**Ejercicio escrito A**
En el fragmento sobre Antonio y Esthercita, ¿a qué lugar fue destinado Antonio en junio de 1946?
**Ejercicio escrito B**
Escribe la continuación del fragmento sobre Antonio y Esthercita a partir de su última oración.

**Fragmento de texto**
Llegó el momento en que Antonio y Esthercita comenzaron a hablar seriamente de casorio, aunque los padres de ella seguían sin querer tomar en serio las pretensiones de los chicos. El muchacho, enamorado hasta la raíz, daba vueltas y más vueltas a la cabeza, buscando la manera de ganarse el respeto y el cariño del arisco matrimonio. Pero no era empresa fácil. De sobra sabía que sin dinero ni tierras en propiedad, la única posibilidad que tenía era ascender dentro del Cuerpo de la Guardia Civil. ¿Y cómo lo conseguiría? Pues mediante la práctica de acciones que resultasen meritorias a los ojos de los mandos militares, es decir, demostrando su valía y arrojo como guardia civil. Dada la época en la que vivía, las oportunidades mejores para ello se encontraban, sin duda, enfrentándose a la gente de la sierra allí donde esa lucha resultaba más reñida. Antonio suponía que, una vez llevados a cabo los suficientes hechos heroicos para impresionar a sus superiores, ascendería de rango y pasaría de ser un simple guardia segundo a cabo, por lo menos. La viva imaginación de Antonio galopaba, imparable. ¿Y si después llegaba el nombramiento de cabo primero…? Ya se veía él saliendo de la iglesia del brazo de Esthercita, luciendo un flamante uniforme de cabo primero de la Guardia Civil, bajo la mirada complaciente y aprobatoria de sus padres y sus suegros, y el respeto de todos.
Tan pronto se dieron las circunstancias adecuadas, Antonio solicitó ser trasladado al puesto de vigilancia más próximo al Cerro Lucero, que era el territorio donde más acciones se estaban llevando a cabo contra la actividad de los guerrilleros. Sus padres temblaron como hojas al viento al conocer semejante decisión, pero no había nada que hacer: el muchacho estaba decidido. Para un fiel enamorado no existen límites y él, por Esthercita, se creía capaz de todo. Antonio Martín González, de veintitrés años de edad, perteneciente a la 136 Comandancia de la Guardia Civil, fue destinado en junio de 1946 al destacamento que se había concentrado en el cortijo conocido como Venta de López, en el término municipal de Játar (Granada), muy cerca del Puerto de Cómpeta y, por supuesto, también del Cerro Lucero.

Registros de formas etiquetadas
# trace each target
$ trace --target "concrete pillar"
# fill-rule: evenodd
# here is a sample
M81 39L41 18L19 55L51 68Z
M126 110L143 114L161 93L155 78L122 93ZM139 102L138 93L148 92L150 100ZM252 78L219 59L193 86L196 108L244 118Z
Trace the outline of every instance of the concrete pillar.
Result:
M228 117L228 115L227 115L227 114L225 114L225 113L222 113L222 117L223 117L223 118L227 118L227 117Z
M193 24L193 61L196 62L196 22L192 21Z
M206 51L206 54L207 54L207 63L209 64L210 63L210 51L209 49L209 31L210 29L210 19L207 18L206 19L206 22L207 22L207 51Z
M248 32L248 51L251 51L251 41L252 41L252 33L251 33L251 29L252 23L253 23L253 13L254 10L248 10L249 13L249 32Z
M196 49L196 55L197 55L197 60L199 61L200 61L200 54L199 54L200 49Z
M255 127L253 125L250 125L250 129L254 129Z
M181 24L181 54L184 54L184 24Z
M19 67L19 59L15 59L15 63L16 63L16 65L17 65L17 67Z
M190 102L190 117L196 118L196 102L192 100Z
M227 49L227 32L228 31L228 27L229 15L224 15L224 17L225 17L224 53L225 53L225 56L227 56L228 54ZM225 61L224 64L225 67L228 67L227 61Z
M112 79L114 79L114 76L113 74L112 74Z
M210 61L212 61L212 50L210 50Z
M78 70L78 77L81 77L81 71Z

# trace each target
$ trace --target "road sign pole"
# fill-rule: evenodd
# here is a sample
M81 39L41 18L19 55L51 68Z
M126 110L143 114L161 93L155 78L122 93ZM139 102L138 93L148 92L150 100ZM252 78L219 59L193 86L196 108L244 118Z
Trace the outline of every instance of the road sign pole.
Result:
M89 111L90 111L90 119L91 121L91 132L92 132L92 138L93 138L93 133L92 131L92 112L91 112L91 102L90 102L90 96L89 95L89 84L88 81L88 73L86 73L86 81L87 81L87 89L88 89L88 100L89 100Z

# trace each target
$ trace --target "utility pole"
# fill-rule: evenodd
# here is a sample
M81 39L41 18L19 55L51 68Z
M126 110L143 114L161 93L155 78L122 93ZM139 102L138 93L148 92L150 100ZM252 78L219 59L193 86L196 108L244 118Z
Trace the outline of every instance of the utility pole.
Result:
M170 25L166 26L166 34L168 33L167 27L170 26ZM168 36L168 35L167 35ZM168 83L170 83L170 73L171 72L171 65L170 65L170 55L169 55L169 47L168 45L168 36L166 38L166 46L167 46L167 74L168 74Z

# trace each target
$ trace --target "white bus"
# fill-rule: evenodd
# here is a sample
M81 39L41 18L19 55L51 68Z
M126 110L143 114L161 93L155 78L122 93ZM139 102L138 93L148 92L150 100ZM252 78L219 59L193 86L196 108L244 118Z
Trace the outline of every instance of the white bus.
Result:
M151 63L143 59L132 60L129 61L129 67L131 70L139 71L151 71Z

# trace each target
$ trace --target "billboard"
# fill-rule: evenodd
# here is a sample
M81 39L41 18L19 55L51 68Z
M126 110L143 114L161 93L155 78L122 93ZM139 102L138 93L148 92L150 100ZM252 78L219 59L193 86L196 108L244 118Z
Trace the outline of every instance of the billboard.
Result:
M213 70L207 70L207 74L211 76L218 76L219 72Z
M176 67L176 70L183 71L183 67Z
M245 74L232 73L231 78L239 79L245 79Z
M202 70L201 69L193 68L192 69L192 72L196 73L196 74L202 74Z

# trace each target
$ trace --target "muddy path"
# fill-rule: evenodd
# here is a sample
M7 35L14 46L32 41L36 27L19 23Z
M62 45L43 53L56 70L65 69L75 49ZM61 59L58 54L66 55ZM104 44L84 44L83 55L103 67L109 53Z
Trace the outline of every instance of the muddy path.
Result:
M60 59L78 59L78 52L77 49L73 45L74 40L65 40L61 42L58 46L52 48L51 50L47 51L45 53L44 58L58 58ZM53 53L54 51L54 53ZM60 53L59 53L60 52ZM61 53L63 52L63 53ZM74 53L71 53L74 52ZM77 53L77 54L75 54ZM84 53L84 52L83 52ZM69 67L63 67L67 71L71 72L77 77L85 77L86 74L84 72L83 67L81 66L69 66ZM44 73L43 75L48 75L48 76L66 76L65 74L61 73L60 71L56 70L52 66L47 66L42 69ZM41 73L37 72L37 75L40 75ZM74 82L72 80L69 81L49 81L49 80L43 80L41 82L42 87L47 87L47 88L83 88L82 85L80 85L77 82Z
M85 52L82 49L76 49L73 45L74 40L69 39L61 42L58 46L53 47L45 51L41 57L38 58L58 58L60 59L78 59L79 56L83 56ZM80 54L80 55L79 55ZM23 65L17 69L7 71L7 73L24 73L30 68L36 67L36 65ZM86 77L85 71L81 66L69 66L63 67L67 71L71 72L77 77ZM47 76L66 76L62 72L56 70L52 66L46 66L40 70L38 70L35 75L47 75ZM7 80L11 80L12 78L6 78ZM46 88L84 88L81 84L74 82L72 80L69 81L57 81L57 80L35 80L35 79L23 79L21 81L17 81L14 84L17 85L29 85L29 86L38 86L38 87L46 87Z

**Respuesta del ejercicio A**
Al destacamento concentrado en el cortijo conocido como Venta de López, en el término municipal de Játar (Granada).

**Respuesta del ejercicio B**
La Venta de López (ver aquí), propiedad por aquel entonces de la Unión Resinera Española, estaba ocupada en régimen de arriendo por José María Márquez y su mujer, María Rafaela Molina, junto a sus ocho hijos. Se trataba de un cortijo de calidad que esa familia habitaba desde hacía muchos años. Contaban con abundante ganado -veinte vacas, doscientas cabras, ocho o diez cerdos y al menos cincuenta gallinas-, dos hortalizas y mucho terreno de labor en el que cultivaban habichuelas, garbanzos, maíz, trigo y cebada, además de distintas clases de frutales. La familia convivía asimismo con un tío soltero, un cabrero, un vaquero y varios jornaleros que pasaban con ellos largas temporadas. La venta se situaba a la vera de uno de los caminos de arriería más transitados de la sierra, que conectaba los pueblos del interior de Granada y los de la costa de Málaga atravesando la Almijara por el Puerto de Cómpeta. Durante muchos años, durante todo el año, arrieros de Cómpeta, de Canillas, de Torrox, resineros, jornaleros y caminantes pasaron por delante de aquella casa. Pero la guerra y los enfrentamientos entre maquis y guardias civiles casi terminaron con ese modo de vida tradicional.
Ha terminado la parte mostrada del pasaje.